## 과제
모든 기록에서 "target"를 "object"로 바꿔 고쳐 쓰고 나머지는 그대로 두세요. 그림은 답에서 빼세요.

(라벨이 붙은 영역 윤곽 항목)
+--

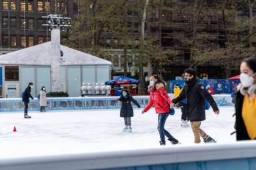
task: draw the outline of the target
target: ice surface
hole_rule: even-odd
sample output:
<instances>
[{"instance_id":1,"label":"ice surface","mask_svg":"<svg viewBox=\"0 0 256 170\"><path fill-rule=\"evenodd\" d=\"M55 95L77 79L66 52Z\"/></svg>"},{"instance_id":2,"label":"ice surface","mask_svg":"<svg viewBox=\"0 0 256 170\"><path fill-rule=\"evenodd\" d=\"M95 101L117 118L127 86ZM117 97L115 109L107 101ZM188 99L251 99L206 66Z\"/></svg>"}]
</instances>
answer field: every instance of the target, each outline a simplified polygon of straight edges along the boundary
<instances>
[{"instance_id":1,"label":"ice surface","mask_svg":"<svg viewBox=\"0 0 256 170\"><path fill-rule=\"evenodd\" d=\"M219 116L211 109L201 128L217 143L235 141L233 107L221 107ZM119 110L0 114L0 159L156 148L159 146L157 115L151 109L145 114L135 109L133 133L123 133L123 120ZM193 145L190 128L181 127L181 110L175 109L165 128L183 145ZM13 127L17 132L13 132ZM199 145L206 145L202 142ZM177 147L167 142L165 147ZM178 146L179 147L179 146Z\"/></svg>"}]
</instances>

+--

## 과제 결과
task: draw the outline of the object
object: ice surface
hole_rule: even-odd
sample output:
<instances>
[{"instance_id":1,"label":"ice surface","mask_svg":"<svg viewBox=\"0 0 256 170\"><path fill-rule=\"evenodd\" d=\"M55 95L77 79L66 52Z\"/></svg>"},{"instance_id":2,"label":"ice surface","mask_svg":"<svg viewBox=\"0 0 256 170\"><path fill-rule=\"evenodd\" d=\"M95 101L117 118L127 86ZM117 97L115 109L107 101ZM188 99L251 99L206 66Z\"/></svg>"}]
</instances>
answer field: every instance of the object, each outline a simplified polygon of straight edges along the boundary
<instances>
[{"instance_id":1,"label":"ice surface","mask_svg":"<svg viewBox=\"0 0 256 170\"><path fill-rule=\"evenodd\" d=\"M219 116L211 109L201 128L217 143L235 141L233 107L221 107ZM119 110L0 114L0 159L156 148L159 146L157 115L151 109L145 114L135 109L133 133L123 133L123 120ZM193 145L190 128L181 127L181 110L175 109L165 128L183 145ZM13 127L17 132L13 132ZM199 145L206 145L202 142ZM177 147L167 142L165 147ZM178 146L179 147L179 146Z\"/></svg>"}]
</instances>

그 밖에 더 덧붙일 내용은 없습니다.